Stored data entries
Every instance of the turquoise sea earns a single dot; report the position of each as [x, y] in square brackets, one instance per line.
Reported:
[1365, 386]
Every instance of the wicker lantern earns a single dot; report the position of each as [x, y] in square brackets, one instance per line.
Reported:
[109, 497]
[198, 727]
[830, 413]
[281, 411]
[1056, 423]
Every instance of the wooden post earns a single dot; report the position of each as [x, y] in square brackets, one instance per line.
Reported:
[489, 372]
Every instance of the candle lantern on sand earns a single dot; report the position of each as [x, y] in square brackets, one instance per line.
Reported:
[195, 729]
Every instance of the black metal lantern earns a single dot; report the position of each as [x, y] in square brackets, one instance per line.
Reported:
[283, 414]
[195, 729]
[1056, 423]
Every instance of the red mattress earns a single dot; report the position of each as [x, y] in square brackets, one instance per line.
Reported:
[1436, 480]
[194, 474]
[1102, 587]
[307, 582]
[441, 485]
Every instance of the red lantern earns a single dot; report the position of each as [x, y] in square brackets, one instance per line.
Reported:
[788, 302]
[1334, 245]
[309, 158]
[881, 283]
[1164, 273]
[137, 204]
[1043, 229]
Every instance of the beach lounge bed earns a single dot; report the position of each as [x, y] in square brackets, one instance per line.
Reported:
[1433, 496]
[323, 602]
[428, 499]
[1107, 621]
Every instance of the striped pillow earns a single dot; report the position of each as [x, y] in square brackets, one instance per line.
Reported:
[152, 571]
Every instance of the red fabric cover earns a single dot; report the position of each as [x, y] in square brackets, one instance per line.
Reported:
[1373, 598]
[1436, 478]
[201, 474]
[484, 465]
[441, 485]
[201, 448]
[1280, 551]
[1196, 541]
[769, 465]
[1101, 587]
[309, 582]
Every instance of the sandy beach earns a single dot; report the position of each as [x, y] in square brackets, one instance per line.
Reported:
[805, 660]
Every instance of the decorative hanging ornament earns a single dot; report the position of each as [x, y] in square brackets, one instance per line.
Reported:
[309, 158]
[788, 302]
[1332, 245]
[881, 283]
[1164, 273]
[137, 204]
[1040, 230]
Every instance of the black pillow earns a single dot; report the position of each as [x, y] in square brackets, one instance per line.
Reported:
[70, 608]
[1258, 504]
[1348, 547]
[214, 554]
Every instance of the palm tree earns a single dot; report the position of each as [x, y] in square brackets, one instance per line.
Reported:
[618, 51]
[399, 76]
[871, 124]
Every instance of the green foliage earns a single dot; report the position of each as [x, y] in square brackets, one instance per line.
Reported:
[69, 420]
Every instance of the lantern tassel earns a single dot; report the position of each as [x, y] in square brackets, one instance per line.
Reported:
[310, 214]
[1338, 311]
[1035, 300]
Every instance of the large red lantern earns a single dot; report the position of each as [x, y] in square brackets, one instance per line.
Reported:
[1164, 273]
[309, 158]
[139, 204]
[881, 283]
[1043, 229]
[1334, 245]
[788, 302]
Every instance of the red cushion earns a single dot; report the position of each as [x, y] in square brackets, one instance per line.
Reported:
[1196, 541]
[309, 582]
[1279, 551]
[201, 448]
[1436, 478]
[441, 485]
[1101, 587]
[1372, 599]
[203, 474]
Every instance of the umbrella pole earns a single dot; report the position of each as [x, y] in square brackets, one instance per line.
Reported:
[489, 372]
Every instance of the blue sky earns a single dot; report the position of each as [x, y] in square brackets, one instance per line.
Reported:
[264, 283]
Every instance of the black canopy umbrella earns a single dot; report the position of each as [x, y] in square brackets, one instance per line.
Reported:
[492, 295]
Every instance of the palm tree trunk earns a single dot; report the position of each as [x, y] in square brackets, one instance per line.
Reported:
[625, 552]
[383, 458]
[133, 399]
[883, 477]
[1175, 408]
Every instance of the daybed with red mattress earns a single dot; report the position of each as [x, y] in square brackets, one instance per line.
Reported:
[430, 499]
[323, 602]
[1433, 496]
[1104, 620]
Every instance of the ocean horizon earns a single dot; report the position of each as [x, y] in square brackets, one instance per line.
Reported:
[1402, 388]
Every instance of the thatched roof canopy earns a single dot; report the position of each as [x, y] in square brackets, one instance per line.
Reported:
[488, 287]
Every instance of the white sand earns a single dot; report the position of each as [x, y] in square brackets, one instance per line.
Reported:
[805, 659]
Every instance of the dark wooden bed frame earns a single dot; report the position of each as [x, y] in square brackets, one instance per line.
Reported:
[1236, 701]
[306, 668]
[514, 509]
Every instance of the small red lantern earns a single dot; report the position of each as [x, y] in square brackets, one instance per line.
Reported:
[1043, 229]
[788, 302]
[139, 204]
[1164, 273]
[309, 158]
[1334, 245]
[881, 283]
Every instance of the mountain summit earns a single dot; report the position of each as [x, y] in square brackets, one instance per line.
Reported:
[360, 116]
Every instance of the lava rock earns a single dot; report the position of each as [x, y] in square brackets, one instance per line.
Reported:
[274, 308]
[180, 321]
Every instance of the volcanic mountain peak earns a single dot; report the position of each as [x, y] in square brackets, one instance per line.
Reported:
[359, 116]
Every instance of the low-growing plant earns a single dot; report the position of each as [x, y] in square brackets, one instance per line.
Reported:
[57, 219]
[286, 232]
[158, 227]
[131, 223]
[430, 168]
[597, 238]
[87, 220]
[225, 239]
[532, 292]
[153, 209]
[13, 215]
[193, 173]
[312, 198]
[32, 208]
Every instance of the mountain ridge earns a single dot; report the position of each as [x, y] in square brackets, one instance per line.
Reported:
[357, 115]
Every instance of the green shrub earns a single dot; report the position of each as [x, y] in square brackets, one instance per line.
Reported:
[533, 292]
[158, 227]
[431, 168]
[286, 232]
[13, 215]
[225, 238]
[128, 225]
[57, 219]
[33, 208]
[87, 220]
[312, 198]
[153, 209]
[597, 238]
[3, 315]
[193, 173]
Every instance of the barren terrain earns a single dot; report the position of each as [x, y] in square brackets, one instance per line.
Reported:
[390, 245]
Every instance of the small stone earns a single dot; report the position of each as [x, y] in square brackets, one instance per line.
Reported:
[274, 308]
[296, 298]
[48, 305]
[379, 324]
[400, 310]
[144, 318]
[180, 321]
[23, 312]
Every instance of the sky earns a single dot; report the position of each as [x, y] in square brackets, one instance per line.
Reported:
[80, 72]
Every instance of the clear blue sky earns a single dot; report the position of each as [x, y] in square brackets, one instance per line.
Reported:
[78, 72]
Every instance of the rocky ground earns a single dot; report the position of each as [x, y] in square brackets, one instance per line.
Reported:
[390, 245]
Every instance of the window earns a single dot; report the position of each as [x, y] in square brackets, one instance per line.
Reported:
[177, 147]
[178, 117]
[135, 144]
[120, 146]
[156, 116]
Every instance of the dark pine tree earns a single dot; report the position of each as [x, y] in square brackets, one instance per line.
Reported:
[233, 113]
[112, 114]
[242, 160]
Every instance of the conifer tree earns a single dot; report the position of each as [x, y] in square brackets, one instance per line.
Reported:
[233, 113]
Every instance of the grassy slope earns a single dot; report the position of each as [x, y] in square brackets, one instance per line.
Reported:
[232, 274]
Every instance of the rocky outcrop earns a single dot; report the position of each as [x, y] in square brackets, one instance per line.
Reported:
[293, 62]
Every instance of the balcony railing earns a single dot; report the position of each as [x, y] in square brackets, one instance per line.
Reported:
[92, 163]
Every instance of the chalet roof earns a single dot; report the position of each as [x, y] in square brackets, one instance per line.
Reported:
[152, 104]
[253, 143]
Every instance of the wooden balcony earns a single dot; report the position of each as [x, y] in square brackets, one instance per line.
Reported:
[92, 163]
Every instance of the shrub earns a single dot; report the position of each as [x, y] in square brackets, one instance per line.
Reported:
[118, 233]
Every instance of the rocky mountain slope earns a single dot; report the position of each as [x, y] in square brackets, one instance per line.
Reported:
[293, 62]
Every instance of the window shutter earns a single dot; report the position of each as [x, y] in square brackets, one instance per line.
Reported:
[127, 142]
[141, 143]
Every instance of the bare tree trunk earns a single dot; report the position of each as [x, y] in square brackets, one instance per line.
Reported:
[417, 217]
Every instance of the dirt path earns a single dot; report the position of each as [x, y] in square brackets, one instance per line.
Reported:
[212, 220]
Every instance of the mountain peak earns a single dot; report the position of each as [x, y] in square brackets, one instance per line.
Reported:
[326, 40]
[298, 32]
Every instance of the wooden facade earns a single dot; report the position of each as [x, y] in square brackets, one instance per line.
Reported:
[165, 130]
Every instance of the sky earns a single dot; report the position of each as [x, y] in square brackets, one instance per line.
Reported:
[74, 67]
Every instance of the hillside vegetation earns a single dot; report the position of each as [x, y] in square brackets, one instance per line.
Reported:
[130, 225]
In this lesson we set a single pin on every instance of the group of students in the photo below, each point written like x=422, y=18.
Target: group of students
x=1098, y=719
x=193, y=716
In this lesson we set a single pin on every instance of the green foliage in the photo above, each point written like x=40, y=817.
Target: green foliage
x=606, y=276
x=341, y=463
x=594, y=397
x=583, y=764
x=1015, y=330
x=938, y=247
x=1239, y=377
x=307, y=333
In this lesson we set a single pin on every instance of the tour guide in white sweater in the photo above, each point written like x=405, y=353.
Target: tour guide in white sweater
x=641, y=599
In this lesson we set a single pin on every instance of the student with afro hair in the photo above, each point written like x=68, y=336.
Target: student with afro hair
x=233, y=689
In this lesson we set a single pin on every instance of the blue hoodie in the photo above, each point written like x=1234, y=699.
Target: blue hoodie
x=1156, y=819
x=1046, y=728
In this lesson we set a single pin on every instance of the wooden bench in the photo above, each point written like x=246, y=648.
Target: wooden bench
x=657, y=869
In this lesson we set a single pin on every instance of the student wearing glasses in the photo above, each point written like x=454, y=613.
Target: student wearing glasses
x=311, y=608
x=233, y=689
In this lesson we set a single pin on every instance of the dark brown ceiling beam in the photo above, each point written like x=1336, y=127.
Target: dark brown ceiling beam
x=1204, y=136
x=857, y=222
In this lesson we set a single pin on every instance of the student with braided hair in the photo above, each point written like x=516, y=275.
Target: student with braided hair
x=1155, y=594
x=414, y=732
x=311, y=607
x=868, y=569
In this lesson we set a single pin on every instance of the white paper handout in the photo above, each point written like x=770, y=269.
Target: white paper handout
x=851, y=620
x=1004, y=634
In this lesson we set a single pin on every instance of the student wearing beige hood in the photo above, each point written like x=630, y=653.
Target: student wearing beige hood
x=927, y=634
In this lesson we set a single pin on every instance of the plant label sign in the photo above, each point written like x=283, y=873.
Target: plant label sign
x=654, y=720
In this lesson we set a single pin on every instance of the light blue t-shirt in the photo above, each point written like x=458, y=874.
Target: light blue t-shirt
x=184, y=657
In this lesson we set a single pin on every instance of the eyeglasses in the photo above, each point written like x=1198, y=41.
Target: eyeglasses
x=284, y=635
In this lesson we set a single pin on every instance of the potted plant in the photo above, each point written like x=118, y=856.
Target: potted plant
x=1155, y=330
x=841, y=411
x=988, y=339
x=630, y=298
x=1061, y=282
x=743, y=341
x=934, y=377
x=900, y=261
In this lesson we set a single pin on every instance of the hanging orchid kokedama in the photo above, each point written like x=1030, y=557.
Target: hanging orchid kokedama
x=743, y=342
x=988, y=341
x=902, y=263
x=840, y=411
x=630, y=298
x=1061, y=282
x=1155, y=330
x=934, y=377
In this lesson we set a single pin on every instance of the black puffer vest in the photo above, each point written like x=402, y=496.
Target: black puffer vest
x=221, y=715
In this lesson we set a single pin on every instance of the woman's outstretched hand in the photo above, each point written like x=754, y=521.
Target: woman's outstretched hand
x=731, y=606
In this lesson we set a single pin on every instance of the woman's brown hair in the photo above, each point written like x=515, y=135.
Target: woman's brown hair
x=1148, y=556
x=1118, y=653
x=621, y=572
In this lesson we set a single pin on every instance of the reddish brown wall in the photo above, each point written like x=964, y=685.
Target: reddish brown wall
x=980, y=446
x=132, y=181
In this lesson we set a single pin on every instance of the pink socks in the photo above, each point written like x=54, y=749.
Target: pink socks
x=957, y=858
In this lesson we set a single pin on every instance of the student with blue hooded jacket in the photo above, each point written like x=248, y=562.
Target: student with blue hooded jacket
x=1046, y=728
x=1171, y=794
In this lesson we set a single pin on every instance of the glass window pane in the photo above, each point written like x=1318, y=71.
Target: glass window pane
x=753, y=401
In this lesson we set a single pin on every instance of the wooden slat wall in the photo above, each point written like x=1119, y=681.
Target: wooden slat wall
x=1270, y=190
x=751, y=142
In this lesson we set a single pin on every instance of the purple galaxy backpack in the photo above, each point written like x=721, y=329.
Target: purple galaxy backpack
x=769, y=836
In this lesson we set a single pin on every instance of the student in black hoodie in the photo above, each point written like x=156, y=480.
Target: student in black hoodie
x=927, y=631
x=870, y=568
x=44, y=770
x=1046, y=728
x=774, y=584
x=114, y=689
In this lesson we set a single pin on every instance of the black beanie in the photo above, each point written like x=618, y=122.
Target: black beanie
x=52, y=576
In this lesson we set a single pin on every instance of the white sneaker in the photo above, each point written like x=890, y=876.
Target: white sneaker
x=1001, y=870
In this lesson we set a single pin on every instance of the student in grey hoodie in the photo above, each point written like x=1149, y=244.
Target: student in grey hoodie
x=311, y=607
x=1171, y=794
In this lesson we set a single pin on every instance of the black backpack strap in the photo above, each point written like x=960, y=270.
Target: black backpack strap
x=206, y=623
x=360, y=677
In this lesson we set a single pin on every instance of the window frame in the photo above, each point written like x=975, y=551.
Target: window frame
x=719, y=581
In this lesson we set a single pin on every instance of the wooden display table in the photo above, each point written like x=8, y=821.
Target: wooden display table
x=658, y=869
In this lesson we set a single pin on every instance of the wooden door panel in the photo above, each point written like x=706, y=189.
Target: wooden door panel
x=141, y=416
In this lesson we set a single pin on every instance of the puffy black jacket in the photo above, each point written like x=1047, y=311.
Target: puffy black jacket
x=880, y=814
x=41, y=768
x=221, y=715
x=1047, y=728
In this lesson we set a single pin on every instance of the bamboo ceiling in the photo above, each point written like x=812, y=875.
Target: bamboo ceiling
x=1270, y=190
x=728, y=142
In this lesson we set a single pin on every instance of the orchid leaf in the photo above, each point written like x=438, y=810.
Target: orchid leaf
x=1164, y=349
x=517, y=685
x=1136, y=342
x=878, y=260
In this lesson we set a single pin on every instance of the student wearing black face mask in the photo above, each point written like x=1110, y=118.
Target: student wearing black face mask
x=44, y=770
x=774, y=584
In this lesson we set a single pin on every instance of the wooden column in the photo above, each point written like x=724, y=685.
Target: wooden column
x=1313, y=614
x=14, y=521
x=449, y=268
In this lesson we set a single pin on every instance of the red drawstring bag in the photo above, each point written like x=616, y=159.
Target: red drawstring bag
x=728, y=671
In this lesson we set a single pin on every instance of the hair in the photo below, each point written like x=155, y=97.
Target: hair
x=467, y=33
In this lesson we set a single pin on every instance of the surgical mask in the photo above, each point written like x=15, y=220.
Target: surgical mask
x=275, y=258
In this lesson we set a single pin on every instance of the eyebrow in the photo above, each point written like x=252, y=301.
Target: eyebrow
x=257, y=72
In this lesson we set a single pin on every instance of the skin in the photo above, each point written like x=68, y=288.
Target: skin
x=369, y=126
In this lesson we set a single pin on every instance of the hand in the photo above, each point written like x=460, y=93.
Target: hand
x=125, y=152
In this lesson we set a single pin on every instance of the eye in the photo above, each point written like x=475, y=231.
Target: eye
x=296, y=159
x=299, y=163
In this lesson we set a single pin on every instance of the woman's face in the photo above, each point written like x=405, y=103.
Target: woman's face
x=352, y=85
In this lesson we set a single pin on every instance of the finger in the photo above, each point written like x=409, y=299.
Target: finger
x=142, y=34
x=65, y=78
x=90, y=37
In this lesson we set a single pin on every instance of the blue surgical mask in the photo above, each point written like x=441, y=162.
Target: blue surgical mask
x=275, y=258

▸ **WHAT YOU WILL DO**
After locating the line holding "Every instance of the volcanic" above, output exactly that line and every line after it through the line holding "Every instance of the small stone". Include nothing else.

▸ **EXPECTED ANSWER**
Every instance of the volcanic mountain peak earns a single dot; report the position of each as [x, y] in square brackets, one instance per line.
Reported:
[359, 116]
Every instance of the low-growing plant earns a single dot; report the position of each as [x, y] in square brackets, one instance per line.
Reported:
[57, 219]
[286, 232]
[158, 227]
[131, 223]
[430, 168]
[597, 238]
[87, 220]
[225, 239]
[532, 292]
[153, 209]
[13, 215]
[193, 173]
[312, 198]
[32, 208]
Every instance of the mountain ridge earns a single dot; report the position of each as [x, y] in square brackets, one instance per line.
Reported:
[357, 115]
Every instance of the green shrub earns a single dot; report the position of each as [x, y] in square brackets, one instance per line.
Reported:
[533, 292]
[158, 227]
[431, 168]
[286, 232]
[13, 215]
[225, 238]
[128, 225]
[57, 219]
[33, 208]
[87, 220]
[312, 198]
[153, 209]
[597, 238]
[3, 315]
[193, 173]
Every instance of the barren terrain earns a single dot; report the position of each as [x, y] in square brackets, one instance per line.
Reported:
[390, 245]
Every instance of the small stone earns a single dot; report the position of each as [x, y] in square brackets, one instance per line.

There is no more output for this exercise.